### Selected text
[START]

Norwich

Norwich in 1727 – Don Quixote at the King’s Arms Playhouse

As I’m up at 02:00 waiting for security to open at Rome Fiumicino airport, I thought I’d look at some newspapers from 1727 as that’s great entertainment for an early morning. It’s one of the earlier editions of the Norwich Mercury, which was printed from the early 1720s until May 1949.

“Never play’d Here.

By the Norwich Company of Comedians:

At the King’s-Arms Playhouse on Monday next, being the 20th of this Instant February, will be Acted a COMEDY call’d,

DON QUIXOTE.

With the Comical Humours of Sancho Pancha his Esq; Teresa Pancha his Wife, and Mary the Buxom his Daughter.

The Parts to be perform’d as follow, viz.

MEN.

Duke, Mr. Duckworth.
Cardenio, Mr. James.
Ambrofio, Mr. Frisby.
Bernardo, the Chaplain, by Mr. Collier.
Mannel, the Civility Maſter, Mr. Green.
Pedro Rezzio, Mr. Morris.
The Page, Mr. Buck.
Don Quixote, Mr. Marshal.
Sancho Pancha, his Esq; Mr. Paul.

WOMEN.

Dutchefs, Mrs. Paul.
Marcella, Mrs. Frisby.
Rodriquez, by Mrs. Green.
Teresa Pancha, Mrs. Plomer.

[END]

### Written request A
Retype the rows between the line holding "Question. In the picture above, identify the pink blossoming" and the line holding "[(590, 325)]", inclusive, with every character left unchanged.

### Location labeling records

[START]

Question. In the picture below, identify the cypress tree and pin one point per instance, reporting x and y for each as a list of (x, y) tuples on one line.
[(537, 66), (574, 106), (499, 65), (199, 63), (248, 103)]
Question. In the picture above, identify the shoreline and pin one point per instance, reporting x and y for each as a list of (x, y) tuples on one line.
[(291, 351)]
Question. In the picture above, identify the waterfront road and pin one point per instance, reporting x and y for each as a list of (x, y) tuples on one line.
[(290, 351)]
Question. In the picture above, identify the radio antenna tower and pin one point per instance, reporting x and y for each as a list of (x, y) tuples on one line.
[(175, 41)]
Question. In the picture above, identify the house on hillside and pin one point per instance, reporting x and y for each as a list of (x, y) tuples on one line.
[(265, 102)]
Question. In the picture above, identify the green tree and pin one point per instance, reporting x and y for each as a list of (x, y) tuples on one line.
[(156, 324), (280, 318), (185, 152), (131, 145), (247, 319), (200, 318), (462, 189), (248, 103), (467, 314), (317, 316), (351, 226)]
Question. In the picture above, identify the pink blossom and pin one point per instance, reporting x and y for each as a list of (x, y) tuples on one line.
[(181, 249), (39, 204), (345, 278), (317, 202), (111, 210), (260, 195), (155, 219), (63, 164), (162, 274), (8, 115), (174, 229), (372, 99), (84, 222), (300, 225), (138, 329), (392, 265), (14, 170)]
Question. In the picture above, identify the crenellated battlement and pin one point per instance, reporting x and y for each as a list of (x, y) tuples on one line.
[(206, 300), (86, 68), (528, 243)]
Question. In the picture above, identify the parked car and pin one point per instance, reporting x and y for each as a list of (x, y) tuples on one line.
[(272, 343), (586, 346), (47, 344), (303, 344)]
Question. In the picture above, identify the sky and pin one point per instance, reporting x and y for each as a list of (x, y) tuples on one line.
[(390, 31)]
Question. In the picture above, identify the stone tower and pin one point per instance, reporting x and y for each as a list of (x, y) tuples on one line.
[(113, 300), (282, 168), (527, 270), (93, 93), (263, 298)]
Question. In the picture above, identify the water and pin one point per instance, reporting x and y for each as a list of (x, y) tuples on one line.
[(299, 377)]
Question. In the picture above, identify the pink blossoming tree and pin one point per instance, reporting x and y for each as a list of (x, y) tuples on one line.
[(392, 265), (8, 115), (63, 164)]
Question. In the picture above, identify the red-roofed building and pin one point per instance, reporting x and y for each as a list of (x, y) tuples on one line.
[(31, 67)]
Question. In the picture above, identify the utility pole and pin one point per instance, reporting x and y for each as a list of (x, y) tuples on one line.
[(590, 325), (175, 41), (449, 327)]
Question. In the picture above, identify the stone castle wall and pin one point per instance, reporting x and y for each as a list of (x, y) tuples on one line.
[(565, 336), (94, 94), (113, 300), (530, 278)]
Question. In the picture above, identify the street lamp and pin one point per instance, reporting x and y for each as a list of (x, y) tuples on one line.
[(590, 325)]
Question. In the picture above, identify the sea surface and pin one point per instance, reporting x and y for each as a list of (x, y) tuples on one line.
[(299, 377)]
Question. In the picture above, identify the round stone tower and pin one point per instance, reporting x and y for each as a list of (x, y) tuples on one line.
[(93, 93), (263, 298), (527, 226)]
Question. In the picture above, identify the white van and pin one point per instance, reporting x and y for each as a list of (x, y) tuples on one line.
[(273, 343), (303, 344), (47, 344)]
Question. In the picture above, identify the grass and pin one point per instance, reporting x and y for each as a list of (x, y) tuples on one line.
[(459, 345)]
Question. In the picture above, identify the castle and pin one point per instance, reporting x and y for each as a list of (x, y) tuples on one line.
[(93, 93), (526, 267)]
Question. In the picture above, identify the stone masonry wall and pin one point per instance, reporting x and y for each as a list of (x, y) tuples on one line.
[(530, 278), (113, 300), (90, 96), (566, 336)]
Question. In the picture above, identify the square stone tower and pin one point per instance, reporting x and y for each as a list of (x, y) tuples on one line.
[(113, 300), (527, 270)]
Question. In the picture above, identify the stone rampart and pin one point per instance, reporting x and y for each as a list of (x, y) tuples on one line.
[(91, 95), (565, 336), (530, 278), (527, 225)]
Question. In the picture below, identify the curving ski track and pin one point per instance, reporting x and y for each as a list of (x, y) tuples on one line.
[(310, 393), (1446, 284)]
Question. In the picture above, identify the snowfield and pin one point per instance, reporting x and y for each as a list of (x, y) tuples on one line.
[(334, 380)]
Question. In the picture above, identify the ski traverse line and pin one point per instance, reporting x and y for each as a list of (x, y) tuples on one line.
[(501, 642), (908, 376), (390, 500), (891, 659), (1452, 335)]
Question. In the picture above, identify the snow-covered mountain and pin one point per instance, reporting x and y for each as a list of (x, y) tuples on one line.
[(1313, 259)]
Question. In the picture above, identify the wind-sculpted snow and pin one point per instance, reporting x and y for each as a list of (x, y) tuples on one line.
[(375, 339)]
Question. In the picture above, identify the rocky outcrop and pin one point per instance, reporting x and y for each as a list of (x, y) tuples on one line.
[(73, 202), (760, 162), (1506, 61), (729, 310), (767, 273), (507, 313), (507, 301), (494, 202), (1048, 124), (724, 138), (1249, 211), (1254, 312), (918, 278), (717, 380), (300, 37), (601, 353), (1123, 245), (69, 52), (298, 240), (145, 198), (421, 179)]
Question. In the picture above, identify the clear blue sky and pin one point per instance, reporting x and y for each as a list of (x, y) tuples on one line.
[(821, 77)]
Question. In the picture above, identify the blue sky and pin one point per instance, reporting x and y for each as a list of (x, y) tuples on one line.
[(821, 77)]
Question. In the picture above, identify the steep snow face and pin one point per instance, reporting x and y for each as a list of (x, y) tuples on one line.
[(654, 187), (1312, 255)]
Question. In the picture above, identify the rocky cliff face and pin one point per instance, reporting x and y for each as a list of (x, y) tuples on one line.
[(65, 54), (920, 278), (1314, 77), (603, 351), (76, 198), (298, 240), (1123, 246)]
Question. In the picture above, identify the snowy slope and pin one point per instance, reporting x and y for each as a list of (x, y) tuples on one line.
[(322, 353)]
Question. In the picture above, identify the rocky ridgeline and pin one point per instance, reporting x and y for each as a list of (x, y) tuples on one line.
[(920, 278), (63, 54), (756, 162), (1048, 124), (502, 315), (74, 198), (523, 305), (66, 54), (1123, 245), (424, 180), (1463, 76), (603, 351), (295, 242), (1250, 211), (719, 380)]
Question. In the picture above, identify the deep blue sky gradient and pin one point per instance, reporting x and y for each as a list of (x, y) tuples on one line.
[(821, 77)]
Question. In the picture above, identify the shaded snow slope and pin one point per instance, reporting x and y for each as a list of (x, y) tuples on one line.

[END]

### Written request B
From the text about the 1727 Norwich performance of Don Quixote, echo the passage between "Bernardo, the Chaplain, by" and "Dutchefs, Mrs. Paul.", inclusive, word for word.

### Correct answer A
Question. In the picture above, identify the pink blossoming tree and pin one point per instance, reporting x and y for each as a list of (x, y) tuples on one line.
[(392, 265), (8, 115), (63, 164)]
Question. In the picture above, identify the red-roofed building and pin one point per instance, reporting x and y for each as a list of (x, y) tuples on one line.
[(31, 67)]
Question. In the picture above, identify the utility pole and pin one point per instance, reporting x and y for each as a list of (x, y) tuples on one line.
[(590, 325), (175, 41), (449, 327)]
Question. In the picture above, identify the stone castle wall and pin one point per instance, reporting x and y for each as a list of (x, y) tuples on one line.
[(565, 336), (94, 94), (113, 300), (530, 278)]
Question. In the picture above, identify the street lamp and pin one point per instance, reporting x and y for each as a list of (x, y) tuples on one line.
[(590, 325)]

### Correct answer B
Bernardo, the Chaplain, by Mr. Collier.
Mannel, the Civility Maſter, Mr. Green.
Pedro Rezzio, Mr. Morris.
The Page, Mr. Buck.
Don Quixote, Mr. Marshal.
Sancho Pancha, his Esq; Mr. Paul.

WOMEN.

Dutchefs, Mrs. Paul.